(EXERCISE AIM)
Rewrite the rows below as a two-column CSV with the headers "prompt" and "points". Give one line per row, with the row's text and its answer each in a single quoted field and line breaks replaced by spaces; include every row and leave out the pictures.

- - -

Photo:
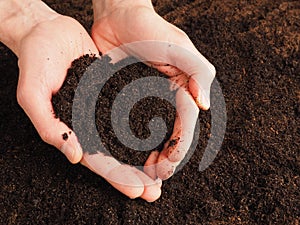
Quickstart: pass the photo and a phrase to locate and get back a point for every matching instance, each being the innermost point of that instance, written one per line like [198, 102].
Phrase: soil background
[254, 46]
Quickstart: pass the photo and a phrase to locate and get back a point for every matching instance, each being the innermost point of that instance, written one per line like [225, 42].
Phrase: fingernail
[72, 150]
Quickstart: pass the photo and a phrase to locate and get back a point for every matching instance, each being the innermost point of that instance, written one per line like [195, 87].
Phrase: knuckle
[21, 96]
[46, 136]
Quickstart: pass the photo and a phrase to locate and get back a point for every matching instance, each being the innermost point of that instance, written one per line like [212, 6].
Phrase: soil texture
[254, 179]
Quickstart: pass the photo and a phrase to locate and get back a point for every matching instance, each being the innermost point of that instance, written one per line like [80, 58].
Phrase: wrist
[18, 17]
[103, 8]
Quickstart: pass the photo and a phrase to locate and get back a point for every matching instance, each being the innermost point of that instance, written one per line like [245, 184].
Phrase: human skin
[46, 43]
[117, 22]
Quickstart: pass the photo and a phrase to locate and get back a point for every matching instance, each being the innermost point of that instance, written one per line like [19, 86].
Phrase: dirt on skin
[255, 177]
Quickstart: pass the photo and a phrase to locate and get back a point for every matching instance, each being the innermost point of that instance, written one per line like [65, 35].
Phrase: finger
[121, 177]
[152, 189]
[150, 164]
[39, 109]
[180, 141]
[200, 72]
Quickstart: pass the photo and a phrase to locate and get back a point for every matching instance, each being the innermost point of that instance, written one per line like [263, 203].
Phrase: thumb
[39, 109]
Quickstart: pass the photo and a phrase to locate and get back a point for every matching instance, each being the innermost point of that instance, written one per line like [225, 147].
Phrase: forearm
[18, 17]
[104, 7]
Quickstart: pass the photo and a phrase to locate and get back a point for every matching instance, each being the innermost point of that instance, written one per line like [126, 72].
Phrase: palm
[44, 57]
[138, 23]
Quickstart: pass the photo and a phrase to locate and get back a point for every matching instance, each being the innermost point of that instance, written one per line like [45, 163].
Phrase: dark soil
[140, 115]
[255, 177]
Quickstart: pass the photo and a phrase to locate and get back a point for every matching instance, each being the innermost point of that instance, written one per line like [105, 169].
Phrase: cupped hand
[131, 21]
[45, 54]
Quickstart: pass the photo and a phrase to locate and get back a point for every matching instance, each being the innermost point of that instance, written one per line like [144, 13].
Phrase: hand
[46, 43]
[120, 22]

- - -

(ANSWER TO THIS TASK)
prompt,points
"Photo: Quickstart: pass the photo and a phrase to locate and get back a point for every matching instance, each being the innermost point of that instance, written one per line like [198, 102]. Phrase: soil background","[254, 46]"
"Quickstart: pass the photo and a phrase to locate and get back a point for every matching instance, each being the innermost point of that instance, written one per line like [225, 42]. Phrase: fingernail","[72, 150]"
"Quickstart: pass the photo and a phrase to locate and get back a point for every matching instance, each being the innermost point of that instance, written one per line like [195, 87]. Phrase: knuckle","[21, 96] [46, 136]"
"Quickstart: pass the photo and a phrase to locate and get back a point for every matching instance, each being the innermost point of that instance, written one per line like [212, 6]. Phrase: soil texture","[254, 179]"
"Quickstart: pass the photo and a phrase to locate and get back a point for every matching instance, each being the innermost point of that instance, written one per line like [80, 58]. Phrase: wrist","[18, 17] [103, 8]"
"Quickstart: pass the photo and a phrase to locate and get back a point for every matching instance, each being the innermost point of that instance, written one per line like [245, 184]. Phrase: human skin","[46, 43] [117, 22]"
"Quickstart: pass the photo and a phrase to locate and get back a point for every matching instance, each being the innermost point of that instance, written one per line like [19, 86]. Phrase: dirt on skin","[255, 177]"
"Quickstart: pass the photo and a phrase to locate and get back a point for every matching instance, each being the innermost point of that instance, written one per line like [65, 35]. Phrase: finger","[121, 177] [152, 189] [150, 164] [39, 109] [180, 141] [200, 72]"
"Quickstart: pass the photo and a phrase to locate and get back a point for every matching instance, each being the innermost point of that instance, written one per line like [263, 203]. Phrase: thumb","[39, 109]"
"Quickstart: pass the photo and a phrase to locate and get back a point for every matching instance, each being the innermost point of that instance, written one per line like [225, 147]. Phrase: forearm","[18, 17] [104, 7]"
"Quickstart: pass the photo and a phrase to locate and get back a point for every matching instance, each being the innermost point of that instance, written one per line like [126, 72]. Phrase: palm","[44, 57] [138, 23]"
"Quickstart: pass the photo and a phrase to locate and get back a point for every matching instance, each being the innermost point of that instance, written one per line like [45, 163]. Phrase: dark soil","[140, 115] [255, 177]"
"Quickstart: pass the photo and a phrase to locate and get back a point for every matching instance, each being the innermost point of that instance, written one per line like [105, 169]. Phrase: cupped hand","[131, 21] [45, 54]"
"Quickstart: pass the photo and a phrase to locate and get back a point for every matching instance, each being the innermost point of that instance, written one per line like [144, 13]. Phrase: hand","[46, 43] [120, 22]"